What to produce: Summarize the composefs patch description below in two sentences.

Given passage:
— BEGIN —
[PATCH v3 2/6] composefs: Add on-disk layout header

From: Alexander Larsson
Date: Fri Jan 20 2023 - 10:25:13 EST


This header contains the on-disk layout of the composefs file format.

The basic format is a simple subperblock with a version and magic
number at the start for filetype detection. after that, a table of
inodes (indexed by inode number) data containing all the fixed-size
inode elements.

After the inodes (at offset specified in superblock) is a variable
data section that is linked to by the inodes for:
* symlink targets,
* backing filenames
* xattrs
* dirents

The goal of this file format is to be simple and efficient to decode
when mapped directly from the page cache. This allows an easy to
understand and maintain codebase.

Signed-off-by: Alexander Larsson <alexl@xxxxxxxxxx>
Co-developed-by: Giuseppe Scrivano <gscrivan@xxxxxxxxxx>
Signed-off-by: Giuseppe Scrivano <gscrivan@xxxxxxxxxx>
---
fs/composefs/cfs.h | 172 +++++++++++++++++++++++++++++++++++++++++++++
1 file changed, 172 insertions(+)
— END —
Extracted entries:
— BEGIN —
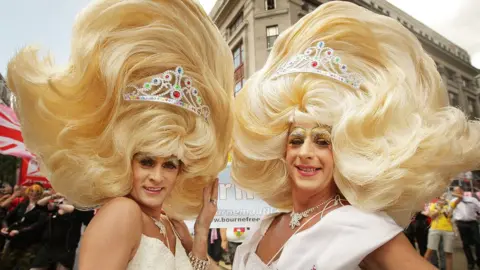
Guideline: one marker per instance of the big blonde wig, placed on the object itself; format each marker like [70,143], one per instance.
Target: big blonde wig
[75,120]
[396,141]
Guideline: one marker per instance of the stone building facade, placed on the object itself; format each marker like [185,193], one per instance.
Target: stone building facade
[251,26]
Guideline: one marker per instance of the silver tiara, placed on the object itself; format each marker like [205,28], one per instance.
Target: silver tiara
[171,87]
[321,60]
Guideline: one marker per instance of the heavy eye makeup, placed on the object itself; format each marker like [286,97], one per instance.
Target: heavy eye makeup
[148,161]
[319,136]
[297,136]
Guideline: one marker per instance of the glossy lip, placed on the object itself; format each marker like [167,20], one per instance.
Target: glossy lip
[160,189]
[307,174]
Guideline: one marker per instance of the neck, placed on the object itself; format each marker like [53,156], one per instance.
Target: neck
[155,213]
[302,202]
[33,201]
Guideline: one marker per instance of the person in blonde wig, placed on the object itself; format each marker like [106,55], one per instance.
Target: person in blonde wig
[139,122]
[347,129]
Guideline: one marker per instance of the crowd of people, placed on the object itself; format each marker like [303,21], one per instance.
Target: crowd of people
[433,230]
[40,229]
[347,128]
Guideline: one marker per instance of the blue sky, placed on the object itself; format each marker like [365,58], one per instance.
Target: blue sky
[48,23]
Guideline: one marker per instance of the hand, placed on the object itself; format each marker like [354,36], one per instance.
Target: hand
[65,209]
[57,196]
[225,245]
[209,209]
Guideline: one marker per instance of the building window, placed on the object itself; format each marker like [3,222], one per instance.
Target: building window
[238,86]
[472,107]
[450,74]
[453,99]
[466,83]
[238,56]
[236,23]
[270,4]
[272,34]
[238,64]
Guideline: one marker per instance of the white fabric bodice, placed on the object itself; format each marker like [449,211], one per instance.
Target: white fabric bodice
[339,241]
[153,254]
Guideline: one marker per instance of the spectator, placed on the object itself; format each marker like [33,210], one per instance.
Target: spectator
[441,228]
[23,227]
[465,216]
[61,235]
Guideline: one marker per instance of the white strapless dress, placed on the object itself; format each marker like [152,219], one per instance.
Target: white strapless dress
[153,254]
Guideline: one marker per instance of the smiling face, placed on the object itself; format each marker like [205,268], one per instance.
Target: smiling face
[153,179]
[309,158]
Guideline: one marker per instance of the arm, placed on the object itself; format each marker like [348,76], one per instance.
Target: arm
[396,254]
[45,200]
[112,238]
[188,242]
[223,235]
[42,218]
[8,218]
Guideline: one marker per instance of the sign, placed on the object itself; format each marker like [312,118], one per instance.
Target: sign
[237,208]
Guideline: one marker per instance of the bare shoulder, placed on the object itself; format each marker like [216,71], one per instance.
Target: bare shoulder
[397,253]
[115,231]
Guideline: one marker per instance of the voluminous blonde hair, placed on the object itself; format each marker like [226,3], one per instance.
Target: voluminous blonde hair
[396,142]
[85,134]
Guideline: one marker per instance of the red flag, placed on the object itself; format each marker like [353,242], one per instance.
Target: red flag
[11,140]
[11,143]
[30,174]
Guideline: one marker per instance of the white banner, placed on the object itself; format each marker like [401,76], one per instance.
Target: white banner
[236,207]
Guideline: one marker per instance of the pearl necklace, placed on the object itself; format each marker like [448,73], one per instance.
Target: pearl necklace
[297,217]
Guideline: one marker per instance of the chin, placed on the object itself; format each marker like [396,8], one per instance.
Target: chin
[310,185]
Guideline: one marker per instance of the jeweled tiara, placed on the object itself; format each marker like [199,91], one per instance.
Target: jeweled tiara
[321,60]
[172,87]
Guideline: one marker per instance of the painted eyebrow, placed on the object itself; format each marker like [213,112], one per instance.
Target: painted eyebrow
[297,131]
— END —
Task result: The patch adds a header defining the on-disk layout of the composefs file format, which begins with a version and magic number for filetype detection, followed by a table of fixed-size inode data indexed by inode number and then a variable data section holding symlink targets, backing filenames, xattrs, and dirents. The format is meant to be simple and efficient to decode when mapped directly from the page cache, allowing a codebase that is easy to understand and maintain.